-- Work to complete --
Can you give the lines as a Markdown table with columns "Row" and "Line"? Start at the line that contains "Outline every light pole here.", stop after the line that contains "[39,141,190,154]", and leave out any blank lines.

(Lines from a data source)
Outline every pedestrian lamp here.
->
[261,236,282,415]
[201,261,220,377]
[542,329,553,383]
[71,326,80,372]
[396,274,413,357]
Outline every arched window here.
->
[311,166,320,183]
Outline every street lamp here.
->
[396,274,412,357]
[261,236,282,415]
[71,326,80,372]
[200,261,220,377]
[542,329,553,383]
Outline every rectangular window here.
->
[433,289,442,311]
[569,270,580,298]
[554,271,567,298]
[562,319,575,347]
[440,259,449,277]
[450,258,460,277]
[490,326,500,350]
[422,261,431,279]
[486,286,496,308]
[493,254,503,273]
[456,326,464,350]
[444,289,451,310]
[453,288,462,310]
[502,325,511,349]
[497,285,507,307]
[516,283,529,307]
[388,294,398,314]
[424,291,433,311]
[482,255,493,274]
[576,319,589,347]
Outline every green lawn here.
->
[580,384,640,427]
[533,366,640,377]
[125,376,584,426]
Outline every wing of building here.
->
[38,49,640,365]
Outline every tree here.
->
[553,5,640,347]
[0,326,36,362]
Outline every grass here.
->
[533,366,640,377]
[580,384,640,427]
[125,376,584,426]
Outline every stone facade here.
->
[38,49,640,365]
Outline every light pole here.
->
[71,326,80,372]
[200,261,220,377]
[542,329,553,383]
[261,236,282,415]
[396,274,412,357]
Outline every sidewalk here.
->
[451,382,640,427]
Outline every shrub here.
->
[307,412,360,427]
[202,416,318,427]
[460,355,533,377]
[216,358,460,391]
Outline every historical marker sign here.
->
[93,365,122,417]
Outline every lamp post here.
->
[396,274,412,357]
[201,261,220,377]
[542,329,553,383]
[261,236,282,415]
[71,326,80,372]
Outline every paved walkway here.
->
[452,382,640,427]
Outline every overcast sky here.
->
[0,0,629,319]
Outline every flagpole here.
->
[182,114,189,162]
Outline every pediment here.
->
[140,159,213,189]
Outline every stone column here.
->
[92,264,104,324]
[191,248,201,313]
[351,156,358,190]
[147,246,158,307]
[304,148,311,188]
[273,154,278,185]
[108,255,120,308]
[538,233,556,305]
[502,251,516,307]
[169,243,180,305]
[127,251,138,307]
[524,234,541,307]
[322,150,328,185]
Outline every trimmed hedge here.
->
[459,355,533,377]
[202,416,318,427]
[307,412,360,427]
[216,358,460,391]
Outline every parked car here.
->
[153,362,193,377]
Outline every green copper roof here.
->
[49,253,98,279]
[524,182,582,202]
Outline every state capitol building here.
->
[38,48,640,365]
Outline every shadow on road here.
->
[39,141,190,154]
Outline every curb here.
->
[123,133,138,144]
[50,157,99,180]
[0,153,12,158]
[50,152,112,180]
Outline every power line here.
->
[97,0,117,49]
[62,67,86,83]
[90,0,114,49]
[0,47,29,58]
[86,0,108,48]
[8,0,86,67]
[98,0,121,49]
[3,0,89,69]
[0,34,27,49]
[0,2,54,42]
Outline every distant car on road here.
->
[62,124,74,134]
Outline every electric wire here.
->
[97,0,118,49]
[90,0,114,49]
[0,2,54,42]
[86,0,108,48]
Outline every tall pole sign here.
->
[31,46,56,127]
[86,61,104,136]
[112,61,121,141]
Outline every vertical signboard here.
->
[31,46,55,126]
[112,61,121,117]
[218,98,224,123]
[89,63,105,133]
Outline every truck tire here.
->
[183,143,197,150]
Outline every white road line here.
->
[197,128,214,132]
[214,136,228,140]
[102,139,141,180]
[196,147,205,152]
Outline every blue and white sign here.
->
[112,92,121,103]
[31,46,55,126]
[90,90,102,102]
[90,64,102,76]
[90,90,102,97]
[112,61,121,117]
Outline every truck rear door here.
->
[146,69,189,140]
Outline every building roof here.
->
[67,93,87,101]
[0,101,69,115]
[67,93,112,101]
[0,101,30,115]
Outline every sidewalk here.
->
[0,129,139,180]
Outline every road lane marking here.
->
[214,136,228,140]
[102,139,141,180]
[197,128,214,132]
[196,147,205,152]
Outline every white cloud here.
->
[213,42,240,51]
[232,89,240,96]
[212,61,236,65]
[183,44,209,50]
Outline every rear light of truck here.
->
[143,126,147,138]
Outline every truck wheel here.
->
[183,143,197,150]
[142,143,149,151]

-- Response to this task --
| Row | Line |
|---|---|
| 1 | Outline every light pole here. |
| 2 | -> |
| 3 | [71,326,80,372] |
| 4 | [200,261,220,377] |
| 5 | [542,329,553,383] |
| 6 | [261,236,282,415] |
| 7 | [396,274,412,357] |
| 8 | Outline every sidewalk here. |
| 9 | -> |
| 10 | [451,382,640,427] |
| 11 | Outline every shrub here. |
| 12 | -> |
| 13 | [307,412,360,427] |
| 14 | [202,416,318,427] |
| 15 | [460,355,533,377] |
| 16 | [216,358,460,391] |
| 17 | Outline every historical marker sign here. |
| 18 | -> |
| 19 | [93,365,122,417] |
| 20 | Outline every lamp post here. |
| 21 | -> |
| 22 | [396,274,412,357] |
| 23 | [201,261,220,377] |
| 24 | [542,329,553,383] |
| 25 | [261,236,282,415] |
| 26 | [71,326,80,372] |
| 27 | Outline every paved walkway here. |
| 28 | -> |
| 29 | [452,382,640,427] |
| 30 | Outline every overcast sky here. |
| 31 | -> |
| 32 | [0,0,629,319] |
| 33 | Outline every flagpole here. |
| 34 | -> |
| 35 | [182,114,189,162] |
| 36 | Outline every pediment here. |
| 37 | -> |
| 38 | [140,159,213,189] |
| 39 | Outline every stone column here. |
| 40 | -> |
| 41 | [92,264,104,324] |
| 42 | [191,248,201,313] |
| 43 | [351,156,358,190] |
| 44 | [147,246,158,307] |
| 45 | [304,148,311,188] |
| 46 | [273,154,278,185] |
| 47 | [108,255,120,308] |
| 48 | [538,233,556,305] |
| 49 | [502,251,516,307] |
| 50 | [169,243,180,305] |
| 51 | [127,251,138,307] |
| 52 | [524,234,541,307] |
| 53 | [322,150,328,185] |
| 54 | Outline every trimmed hedge here. |
| 55 | -> |
| 56 | [459,355,533,377] |
| 57 | [202,416,318,427] |
| 58 | [307,412,360,427] |
| 59 | [216,358,460,391] |
| 60 | Outline every parked car here. |
| 61 | -> |
| 62 | [153,362,193,377] |
| 63 | Outline every green copper roof here. |
| 64 | -> |
| 65 | [49,253,98,279] |
| 66 | [524,182,582,202] |
| 67 | Outline every state capitol building here. |
| 68 | -> |
| 69 | [38,48,640,365] |
| 70 | Outline every shadow on road here. |
| 71 | -> |
| 72 | [39,141,190,154] |